<<<<
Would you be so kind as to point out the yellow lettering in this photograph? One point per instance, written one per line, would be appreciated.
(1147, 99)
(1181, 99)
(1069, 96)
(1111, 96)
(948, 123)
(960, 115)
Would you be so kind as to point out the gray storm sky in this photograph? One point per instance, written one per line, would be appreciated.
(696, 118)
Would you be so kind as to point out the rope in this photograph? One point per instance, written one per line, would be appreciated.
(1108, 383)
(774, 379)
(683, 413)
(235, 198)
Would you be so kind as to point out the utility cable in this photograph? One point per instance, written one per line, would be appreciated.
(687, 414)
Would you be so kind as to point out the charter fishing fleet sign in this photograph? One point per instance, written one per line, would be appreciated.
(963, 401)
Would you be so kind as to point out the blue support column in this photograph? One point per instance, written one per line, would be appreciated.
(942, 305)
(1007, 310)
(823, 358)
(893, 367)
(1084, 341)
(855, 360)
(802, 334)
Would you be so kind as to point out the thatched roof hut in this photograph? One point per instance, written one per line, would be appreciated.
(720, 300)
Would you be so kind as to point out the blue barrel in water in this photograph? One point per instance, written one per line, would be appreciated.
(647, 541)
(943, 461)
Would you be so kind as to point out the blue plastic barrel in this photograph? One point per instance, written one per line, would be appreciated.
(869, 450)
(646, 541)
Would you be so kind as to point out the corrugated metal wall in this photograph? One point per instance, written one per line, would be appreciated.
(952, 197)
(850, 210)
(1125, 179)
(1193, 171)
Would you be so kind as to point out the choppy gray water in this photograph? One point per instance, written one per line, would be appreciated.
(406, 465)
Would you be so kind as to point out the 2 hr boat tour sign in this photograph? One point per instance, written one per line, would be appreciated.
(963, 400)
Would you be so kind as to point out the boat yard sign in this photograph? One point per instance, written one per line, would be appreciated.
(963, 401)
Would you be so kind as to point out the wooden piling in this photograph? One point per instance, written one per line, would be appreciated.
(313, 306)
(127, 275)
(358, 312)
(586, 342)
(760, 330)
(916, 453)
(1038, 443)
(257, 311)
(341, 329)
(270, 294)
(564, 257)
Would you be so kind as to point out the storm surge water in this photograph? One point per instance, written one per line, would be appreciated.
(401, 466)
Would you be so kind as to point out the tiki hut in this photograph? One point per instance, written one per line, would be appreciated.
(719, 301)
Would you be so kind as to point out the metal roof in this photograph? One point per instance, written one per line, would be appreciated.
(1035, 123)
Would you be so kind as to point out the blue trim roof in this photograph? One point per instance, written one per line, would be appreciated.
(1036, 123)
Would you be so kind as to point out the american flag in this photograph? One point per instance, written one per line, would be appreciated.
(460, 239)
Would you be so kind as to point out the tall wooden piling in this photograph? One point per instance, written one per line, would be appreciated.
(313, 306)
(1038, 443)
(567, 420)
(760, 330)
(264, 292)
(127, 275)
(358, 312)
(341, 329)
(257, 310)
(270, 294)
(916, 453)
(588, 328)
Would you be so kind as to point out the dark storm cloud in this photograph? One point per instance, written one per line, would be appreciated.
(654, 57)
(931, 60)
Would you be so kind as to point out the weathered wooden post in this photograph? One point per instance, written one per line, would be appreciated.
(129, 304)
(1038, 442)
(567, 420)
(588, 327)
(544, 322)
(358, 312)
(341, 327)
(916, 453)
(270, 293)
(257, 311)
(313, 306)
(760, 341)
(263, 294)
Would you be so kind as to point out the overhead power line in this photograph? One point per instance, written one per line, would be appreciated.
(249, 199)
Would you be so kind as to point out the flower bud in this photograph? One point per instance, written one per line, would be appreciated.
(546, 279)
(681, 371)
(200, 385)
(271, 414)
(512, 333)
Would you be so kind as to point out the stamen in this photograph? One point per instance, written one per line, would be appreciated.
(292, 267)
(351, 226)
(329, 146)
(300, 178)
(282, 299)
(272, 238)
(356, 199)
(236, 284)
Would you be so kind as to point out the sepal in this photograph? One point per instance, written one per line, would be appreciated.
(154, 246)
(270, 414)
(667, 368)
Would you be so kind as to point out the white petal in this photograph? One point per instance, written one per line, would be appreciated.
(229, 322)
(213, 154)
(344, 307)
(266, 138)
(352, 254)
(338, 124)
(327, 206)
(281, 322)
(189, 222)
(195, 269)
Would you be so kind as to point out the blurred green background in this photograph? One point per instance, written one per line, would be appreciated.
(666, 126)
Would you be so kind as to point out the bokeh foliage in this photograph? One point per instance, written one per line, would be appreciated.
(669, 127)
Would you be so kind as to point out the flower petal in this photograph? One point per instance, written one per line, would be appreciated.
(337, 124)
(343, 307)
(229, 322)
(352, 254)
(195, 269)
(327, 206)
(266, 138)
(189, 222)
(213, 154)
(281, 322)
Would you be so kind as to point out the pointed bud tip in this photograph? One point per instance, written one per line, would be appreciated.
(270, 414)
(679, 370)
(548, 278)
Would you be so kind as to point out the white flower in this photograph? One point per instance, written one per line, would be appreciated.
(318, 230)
>>>>
All of the records above should be repeated exactly.

Would you be so kind as to point out the yellow lettering in this photograph? One point per instance, written one per line, would be appreciated.
(1147, 99)
(1181, 99)
(1069, 96)
(1111, 96)
(948, 123)
(960, 115)
Would you be so kind as to point out the gray storm sky in this photograph? One point per instance, written one per line, would be appreciated.
(696, 118)
Would you be so kind as to point out the rope in this photograph? One point per instance, written one per line, would be appreciated.
(1108, 383)
(774, 379)
(683, 413)
(235, 198)
Would you be so kind as to point out the utility cable in this photograph? One point per instance, written one per line, would be appreciated.
(687, 414)
Would you be so kind as to point out the charter fishing fleet sign in this photograph? One point per instance, written one per line, would be appreciated.
(963, 401)
Would you be so kind as to point out the blue support column in this photograph? One point per instance, written one per line, would be appreciated.
(942, 305)
(1007, 310)
(823, 358)
(893, 367)
(1084, 341)
(855, 360)
(802, 334)
Would you be so kind as to point out the thatched roof hut in this photograph? One point per instance, written one per line, would be appreciated.
(720, 300)
Would you be so kind as to point out the blue barrel in water in this photograph? One point per instance, written one per line, would be appreciated.
(647, 541)
(943, 461)
Would you be so kind as to point out the blue plastic barrel in this photograph? One point per instance, written one per line, would be appreciated.
(869, 450)
(646, 541)
Would you be so kind as to point out the corrugated metal wall in this photograph? One point per instance, written one per line, would be appreciated.
(952, 197)
(850, 210)
(1125, 179)
(1193, 171)
Would you be so kind as to point out the choppy gray water in this photograph? One point per instance, written one per line, would be appreciated.
(406, 465)
Would you be so kind as to point out the 2 hr boat tour sign in this photograph? One point per instance, written one per line, would be appreciated.
(963, 400)
Would you be so kind as to point out the boat yard sign in this photograph? One point per instance, written one per line, would be appreciated.
(963, 401)
Would you be so kind as to point out the wooden piling in this photograph? One point per instance, written one per line, would be appreciated.
(313, 306)
(127, 275)
(358, 312)
(586, 342)
(760, 330)
(916, 453)
(1038, 443)
(257, 311)
(341, 329)
(270, 294)
(564, 257)
Would you be so kind as to point out the storm surge water in this photograph? One point per instance, written one per line, would be appreciated.
(401, 466)
Would you be so kind as to point out the tiki hut in this photograph? One point per instance, written one per line, would be appreciated.
(719, 301)
Would you be so kind as to point out the metal roof in this photograph? One point per instance, written one per line, would be appreciated.
(1035, 123)
Would you be so kind as to point out the blue trim roof in this photograph? One point per instance, written one per line, would be appreciated.
(1036, 123)
Would you be so kind as to point out the american flag in this photograph? One point per instance, written one per line, would be appreciated.
(460, 239)
Would you be so kind as to point out the tall wooden piling in this photograph? One point per instance, written one per line, would be appreciated.
(313, 306)
(1038, 443)
(567, 420)
(760, 330)
(264, 292)
(127, 275)
(358, 312)
(341, 329)
(257, 310)
(270, 294)
(916, 453)
(588, 328)
Would you be so kind as to point out the dark storm cloud in this photograph? One point per instance, written one per line, would be appreciated.
(654, 57)
(931, 60)
Would you be so kind as to point out the weathered wooden post in this photograph? One point per instance, written one per line, would be appreciated.
(129, 304)
(1038, 442)
(567, 420)
(588, 327)
(544, 322)
(358, 312)
(341, 327)
(916, 453)
(270, 293)
(257, 311)
(313, 306)
(760, 341)
(263, 294)
Would you be so kind as to point out the overhead power line in this photograph? One point per instance, written one per line, would be appreciated.
(249, 199)
Would you be so kind as to point out the flower bud in this photograph? One point per instance, written one per line, would be appreciated.
(546, 279)
(681, 371)
(200, 385)
(271, 414)
(512, 333)
Would you be so kind as to point out the stamen in this photograph? One point per instance, written one per line, would be appreciated.
(292, 267)
(351, 226)
(329, 146)
(300, 178)
(282, 299)
(272, 238)
(356, 199)
(236, 284)
Would you be so kind as to point out the sepal in this photograph? One point per instance, written one per line, would be appreciated.
(154, 246)
(270, 414)
(667, 368)
Would you be so kind as to point out the white petal in this photograph? One point per instance, written one per line, would be appreciated.
(229, 322)
(213, 154)
(344, 307)
(266, 138)
(352, 254)
(338, 124)
(327, 206)
(281, 322)
(189, 222)
(195, 269)
Would you be so kind as to point out the blurred green background in this photograph? One point per instance, written one per line, would be appreciated.
(666, 126)
Would you be so kind as to point out the bokeh foliage in this photograph? One point per instance, written one per line, would be appreciated.
(669, 127)
Would you be so kind as to point out the flower petal in this photograph? One point per instance, written one per line, would be appreciated.
(337, 124)
(343, 307)
(229, 322)
(352, 254)
(195, 269)
(327, 206)
(266, 138)
(189, 222)
(213, 154)
(281, 322)
Would you be so kind as to point out the pointed bud tip in this photograph? One point per instance, written one per line, would be appreciated.
(270, 414)
(679, 370)
(548, 278)
Would you be so kind as to point out the white flower in this photograph? One point per instance, written one per line, would be appreciated.
(318, 230)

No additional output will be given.